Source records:
-------------------------

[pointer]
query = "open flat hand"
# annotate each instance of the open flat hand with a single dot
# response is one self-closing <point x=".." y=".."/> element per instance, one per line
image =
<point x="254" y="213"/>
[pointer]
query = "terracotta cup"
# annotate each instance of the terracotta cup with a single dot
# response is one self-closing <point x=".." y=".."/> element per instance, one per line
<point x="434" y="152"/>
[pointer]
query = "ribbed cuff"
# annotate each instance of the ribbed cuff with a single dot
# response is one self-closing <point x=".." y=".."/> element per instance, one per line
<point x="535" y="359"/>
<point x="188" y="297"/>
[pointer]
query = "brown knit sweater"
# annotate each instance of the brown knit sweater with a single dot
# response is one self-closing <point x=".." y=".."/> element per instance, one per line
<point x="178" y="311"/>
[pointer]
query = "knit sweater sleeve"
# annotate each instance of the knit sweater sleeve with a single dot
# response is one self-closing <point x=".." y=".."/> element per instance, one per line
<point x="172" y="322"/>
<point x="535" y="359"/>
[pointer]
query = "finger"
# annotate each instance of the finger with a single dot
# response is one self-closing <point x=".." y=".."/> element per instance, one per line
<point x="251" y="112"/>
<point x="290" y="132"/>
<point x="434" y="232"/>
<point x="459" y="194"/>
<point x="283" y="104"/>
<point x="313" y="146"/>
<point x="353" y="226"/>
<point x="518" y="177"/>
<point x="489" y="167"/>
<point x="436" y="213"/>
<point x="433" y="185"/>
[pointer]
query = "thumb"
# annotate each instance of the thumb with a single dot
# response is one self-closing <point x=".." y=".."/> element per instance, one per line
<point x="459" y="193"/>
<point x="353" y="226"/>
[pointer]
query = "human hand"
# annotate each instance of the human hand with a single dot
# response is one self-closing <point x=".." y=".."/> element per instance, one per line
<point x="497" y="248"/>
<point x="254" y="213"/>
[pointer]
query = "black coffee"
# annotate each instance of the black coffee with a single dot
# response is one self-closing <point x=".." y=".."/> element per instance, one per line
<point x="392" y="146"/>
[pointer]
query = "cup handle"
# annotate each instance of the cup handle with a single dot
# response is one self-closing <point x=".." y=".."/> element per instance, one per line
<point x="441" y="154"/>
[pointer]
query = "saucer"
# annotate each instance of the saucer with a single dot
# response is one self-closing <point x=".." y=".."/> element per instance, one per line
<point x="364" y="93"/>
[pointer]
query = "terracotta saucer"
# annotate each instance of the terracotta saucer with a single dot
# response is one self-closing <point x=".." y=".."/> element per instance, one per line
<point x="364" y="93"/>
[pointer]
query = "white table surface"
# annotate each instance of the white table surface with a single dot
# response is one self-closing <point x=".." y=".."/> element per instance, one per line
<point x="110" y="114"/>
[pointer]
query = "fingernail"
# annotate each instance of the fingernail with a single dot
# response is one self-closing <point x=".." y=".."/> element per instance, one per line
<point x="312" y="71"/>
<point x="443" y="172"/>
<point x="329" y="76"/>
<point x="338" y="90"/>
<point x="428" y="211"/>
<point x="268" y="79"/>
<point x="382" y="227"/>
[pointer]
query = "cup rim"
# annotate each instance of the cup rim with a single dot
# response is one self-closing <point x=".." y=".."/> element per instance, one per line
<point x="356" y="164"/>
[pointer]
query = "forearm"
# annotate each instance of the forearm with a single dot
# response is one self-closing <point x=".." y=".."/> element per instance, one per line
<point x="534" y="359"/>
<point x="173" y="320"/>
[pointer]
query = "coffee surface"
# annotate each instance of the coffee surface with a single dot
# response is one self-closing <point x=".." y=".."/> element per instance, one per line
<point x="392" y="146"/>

-------------------------

Your goal: The records above need to be output again, verbatim.

Result below:
[pointer]
query = "open flat hand"
# annotate each instance of the open flat hand with a single dot
# response is one self-closing <point x=".." y=".."/> element per instance, one per line
image =
<point x="254" y="213"/>
[pointer]
query = "terracotta cup"
# annotate each instance of the terracotta cup with a single dot
# response is one self-closing <point x=".." y=".."/> element per instance, one per line
<point x="434" y="152"/>
[pointer]
query = "ribbed cuff"
# annotate each instance of the ribbed cuff with a single dot
# response is one self-closing <point x=".." y=".."/> element per instance, one per line
<point x="535" y="359"/>
<point x="188" y="297"/>
[pointer]
query = "brown knit sweater"
# annotate each instance of the brown knit sweater with a single dot
# response is one self-closing <point x=".." y=".."/> element per instance, one per line
<point x="178" y="311"/>
[pointer]
query = "knit sweater sleeve"
# annotate each instance of the knit sweater sleeve with a single dot
# response is one self-closing <point x=".." y=".."/> element per instance, one per line
<point x="172" y="322"/>
<point x="535" y="359"/>
[pointer]
query = "finger"
# annotate each instance of the finger with a single dot
# response is one self-closing <point x=".." y=".."/> element per instance, one per line
<point x="251" y="112"/>
<point x="290" y="132"/>
<point x="434" y="232"/>
<point x="459" y="194"/>
<point x="283" y="104"/>
<point x="313" y="146"/>
<point x="353" y="226"/>
<point x="518" y="177"/>
<point x="489" y="167"/>
<point x="436" y="213"/>
<point x="433" y="185"/>
[pointer]
query = "thumb"
# annotate each instance of the thumb with a single dot
# response is one self-closing <point x=".." y=".."/> element per instance, one per line
<point x="459" y="193"/>
<point x="353" y="226"/>
[pointer]
query = "human hand"
# annotate each instance of the human hand with a single dot
# response is one self-closing <point x=".." y=".."/> element per instance, one per line
<point x="497" y="248"/>
<point x="254" y="213"/>
[pointer]
query = "black coffee"
# annotate each instance of the black coffee with a single dot
# response is one self-closing <point x=".." y=".."/> element per instance, one per line
<point x="392" y="146"/>
[pointer]
query = "cup handle"
# annotate each instance of the cup handle with a single dot
# response is one self-closing <point x=".." y=".."/> element per instance, one per line
<point x="441" y="154"/>
[pointer]
query = "saucer"
# annotate each instance of the saucer with a single dot
# response is one self-closing <point x=".." y=".."/> element per instance, one per line
<point x="364" y="93"/>
[pointer]
query = "terracotta saucer"
# annotate each instance of the terracotta saucer with a single dot
# response is one self-closing <point x=".." y=".."/> element per instance, one per line
<point x="364" y="93"/>
[pointer]
query = "white table surface"
# annotate each instance of the white table surface with a single dot
# response is one self-closing <point x=".." y=".."/> element per instance, one per line
<point x="110" y="114"/>
[pointer]
query = "fingernail"
# annotate each instance of the fingernail with a single dot
# response is one self-closing <point x=".." y=".."/> element per instance, one per line
<point x="312" y="71"/>
<point x="443" y="172"/>
<point x="329" y="76"/>
<point x="338" y="90"/>
<point x="428" y="211"/>
<point x="268" y="79"/>
<point x="382" y="227"/>
[pointer]
query = "cup rim"
# annotate each instance of the cup rim with a single dot
# response is one self-closing <point x=".." y=".."/> element per instance, one per line
<point x="356" y="164"/>
[pointer]
query = "forearm"
# annotate each instance of the forearm with a single dot
# response is one self-closing <point x=".." y=".."/> element per instance, one per line
<point x="534" y="359"/>
<point x="173" y="320"/>
[pointer]
query = "coffee surface"
# annotate each instance of the coffee surface with a single dot
# response is one self-closing <point x=".." y=".."/> element per instance, one per line
<point x="392" y="146"/>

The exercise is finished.